- DO THIS:
Report how many lines in the rows below contain the word "warning". Give only the number.

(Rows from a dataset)
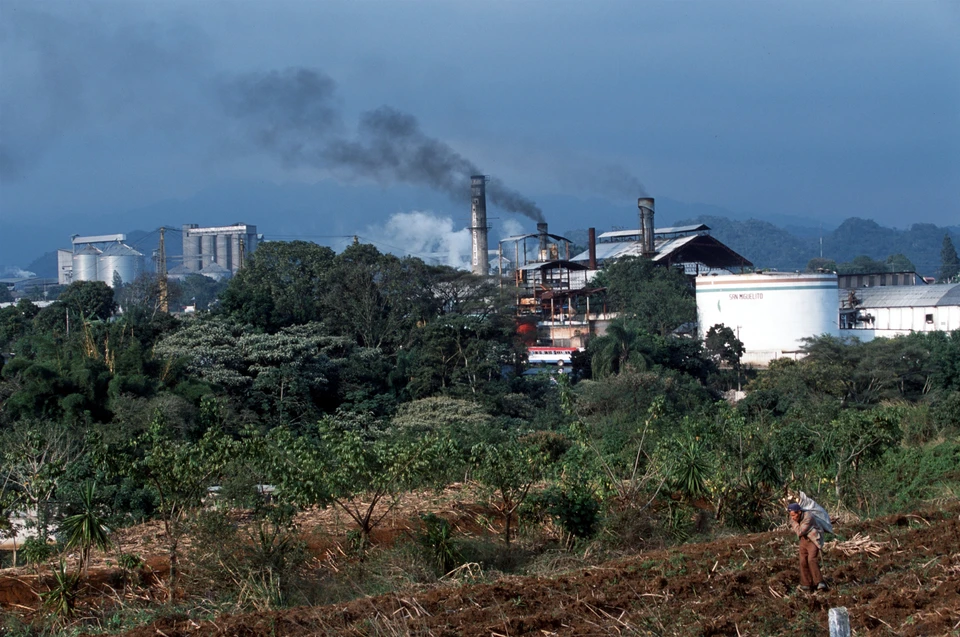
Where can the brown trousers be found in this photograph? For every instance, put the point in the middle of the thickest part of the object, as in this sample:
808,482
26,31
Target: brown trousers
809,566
--
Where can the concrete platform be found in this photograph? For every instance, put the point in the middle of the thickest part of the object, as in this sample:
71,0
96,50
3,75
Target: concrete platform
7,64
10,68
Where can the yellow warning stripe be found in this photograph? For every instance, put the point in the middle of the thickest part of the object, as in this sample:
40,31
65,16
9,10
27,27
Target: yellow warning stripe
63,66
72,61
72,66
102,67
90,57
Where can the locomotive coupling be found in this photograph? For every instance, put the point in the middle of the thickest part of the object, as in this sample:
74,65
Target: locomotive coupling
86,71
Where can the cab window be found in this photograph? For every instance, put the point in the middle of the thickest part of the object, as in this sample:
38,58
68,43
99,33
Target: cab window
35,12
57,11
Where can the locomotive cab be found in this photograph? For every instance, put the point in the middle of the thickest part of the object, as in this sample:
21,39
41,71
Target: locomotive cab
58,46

- COMPLETE OUTPUT:
2